• Activity: Pick up the journal retrospective below after its last sentence and keep writing it.

2026-06-27 Retrospective

{{REDACTED}} Meta: It’s late as I’m writing this and there’s a lot of personal stuff interspersed throughout my journal, so I’ve decided to redact it all.

2026-06-23 Retrospective

I am tired! I have not been posting for the last week, as I had procrastinated on many assignments and the end of the semester had been coming up. I had my math exam on Monday, and I believe I performed well. I have a history exam tomorrow, and I stayed up late tonight to study. I have had a problem with excessive amounts of X and {{REDACTED FOR CAREERIST REASONS}} and whatnot for the past few days. I read an article on lesswrong today about procrastination that I thought was interesting. I’ll leave the details to the article, but the takeaways are that the easiest actions I can take to reduce procrastination are to reduce the delay between doing the good action and getting a reward, increase the expectation of getting a good result from the good action, and increase the value of the good result. I feel as though there are nuances to accomplishing that, but I am tired, so I will end this entry here. {{REDACTED FOR CAREERIST REASONS}}. I also met with [[person_simon_bergeron]]. Tomorrow I wish also to work out. Finally, I wish to enable LaTeX embedding into my website. ...

• Recorded information:

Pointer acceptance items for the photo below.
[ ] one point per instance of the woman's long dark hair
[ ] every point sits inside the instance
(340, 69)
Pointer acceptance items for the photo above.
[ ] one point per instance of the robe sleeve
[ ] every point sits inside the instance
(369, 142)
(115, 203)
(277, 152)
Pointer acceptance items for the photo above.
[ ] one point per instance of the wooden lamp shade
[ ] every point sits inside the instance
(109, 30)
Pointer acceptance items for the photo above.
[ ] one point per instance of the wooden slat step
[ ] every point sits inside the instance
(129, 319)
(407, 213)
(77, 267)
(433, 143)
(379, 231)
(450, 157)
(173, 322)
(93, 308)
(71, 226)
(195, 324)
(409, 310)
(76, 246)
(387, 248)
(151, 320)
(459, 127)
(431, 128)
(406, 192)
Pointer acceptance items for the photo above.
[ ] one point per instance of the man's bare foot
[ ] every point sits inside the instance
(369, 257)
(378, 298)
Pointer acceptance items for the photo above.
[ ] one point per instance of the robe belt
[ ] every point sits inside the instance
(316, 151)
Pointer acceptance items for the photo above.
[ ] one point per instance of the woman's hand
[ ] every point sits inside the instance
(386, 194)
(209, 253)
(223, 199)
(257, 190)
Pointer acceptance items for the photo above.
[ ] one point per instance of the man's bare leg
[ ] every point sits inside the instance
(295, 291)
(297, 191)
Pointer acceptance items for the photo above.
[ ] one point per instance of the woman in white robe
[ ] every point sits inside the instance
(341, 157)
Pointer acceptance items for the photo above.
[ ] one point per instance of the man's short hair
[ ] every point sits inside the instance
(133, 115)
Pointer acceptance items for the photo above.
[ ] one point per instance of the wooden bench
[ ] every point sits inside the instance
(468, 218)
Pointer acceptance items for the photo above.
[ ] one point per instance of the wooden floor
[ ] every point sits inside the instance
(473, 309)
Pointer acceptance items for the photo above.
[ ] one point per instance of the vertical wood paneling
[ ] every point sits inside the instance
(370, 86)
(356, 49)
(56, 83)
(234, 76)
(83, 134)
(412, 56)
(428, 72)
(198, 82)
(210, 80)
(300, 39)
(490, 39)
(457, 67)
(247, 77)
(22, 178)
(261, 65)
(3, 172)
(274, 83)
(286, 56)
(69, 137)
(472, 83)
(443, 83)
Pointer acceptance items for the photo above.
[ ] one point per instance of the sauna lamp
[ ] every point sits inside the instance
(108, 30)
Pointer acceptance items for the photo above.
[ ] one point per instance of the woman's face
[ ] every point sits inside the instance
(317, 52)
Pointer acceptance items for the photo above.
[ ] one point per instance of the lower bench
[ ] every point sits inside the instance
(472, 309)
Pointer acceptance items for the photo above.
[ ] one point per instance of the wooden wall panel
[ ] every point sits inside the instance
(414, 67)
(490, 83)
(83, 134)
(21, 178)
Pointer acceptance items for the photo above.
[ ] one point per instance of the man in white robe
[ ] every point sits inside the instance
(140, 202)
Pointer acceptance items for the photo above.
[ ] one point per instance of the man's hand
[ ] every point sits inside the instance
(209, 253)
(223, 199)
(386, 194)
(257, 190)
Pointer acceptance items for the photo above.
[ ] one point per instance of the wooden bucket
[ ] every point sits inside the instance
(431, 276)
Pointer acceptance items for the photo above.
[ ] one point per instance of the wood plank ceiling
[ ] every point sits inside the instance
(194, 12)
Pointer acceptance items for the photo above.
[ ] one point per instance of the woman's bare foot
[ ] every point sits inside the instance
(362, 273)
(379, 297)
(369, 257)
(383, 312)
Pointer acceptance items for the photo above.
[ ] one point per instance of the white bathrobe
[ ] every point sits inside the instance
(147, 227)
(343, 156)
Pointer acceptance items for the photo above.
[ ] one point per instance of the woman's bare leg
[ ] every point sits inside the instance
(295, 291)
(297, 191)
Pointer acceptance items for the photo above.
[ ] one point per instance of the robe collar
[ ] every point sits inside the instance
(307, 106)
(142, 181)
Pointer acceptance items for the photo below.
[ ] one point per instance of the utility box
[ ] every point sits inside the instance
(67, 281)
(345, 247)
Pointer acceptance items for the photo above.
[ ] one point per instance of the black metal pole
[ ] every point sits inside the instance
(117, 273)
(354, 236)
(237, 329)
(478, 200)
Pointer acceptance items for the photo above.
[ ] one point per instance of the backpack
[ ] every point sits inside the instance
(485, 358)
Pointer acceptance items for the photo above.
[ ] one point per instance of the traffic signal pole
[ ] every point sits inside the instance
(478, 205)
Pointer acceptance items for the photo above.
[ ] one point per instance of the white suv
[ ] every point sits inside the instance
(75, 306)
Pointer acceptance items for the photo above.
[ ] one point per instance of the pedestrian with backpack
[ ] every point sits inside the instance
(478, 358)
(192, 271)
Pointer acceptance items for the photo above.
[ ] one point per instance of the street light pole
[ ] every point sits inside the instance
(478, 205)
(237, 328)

• Response:
2026-06-16 Retrospective

I’m sort of screwed when it comes to school right now. I procrastinated on my photography and french CCAs, both of which were due a few days ago and both of which I am not yet finished. I must finish those soon. Today in the morning I learned about Haskell, rewrote my math test (I think I did better than last time), then in computer science I goofed off and played games with my friends instead of doing work, and then in French I worked on my french CCA (I think? I can’t really remember). When I came home {{REDACTED FOR CAREERIST REASONS}}, asked Claude to teach me how to solve a time-dependent schrodinger equation for a time-independent schrodinger equation, did that for a bit, {{REDACTED FOR CAREERIST REASONS}}, then did french history CCA stuff, and now this. Overall like 3/10 day. ...

2026-06-15 Retrospective

Today was an okay day. I finished my ICS3U CCA, did some of my photography CCA, and did some math review. Tomorrow I have a math rewrite for exponentials. I feel like I’m sort of being crushed by work because I had a french and photography CCA both due yesterday that I did not do, so I’m sort of screwed, there are three days left before exams “start” (my first exam is next monday though) so I must work. {{REDACTED FOR LEGAL REASONS}}. {{REDACTED FOR CAREERIST REASONS}}. I also read some of good sleep, good learning, good life by Piotr Wozniak. I only read the summary and the part about the clock and the hourglass but basically: ...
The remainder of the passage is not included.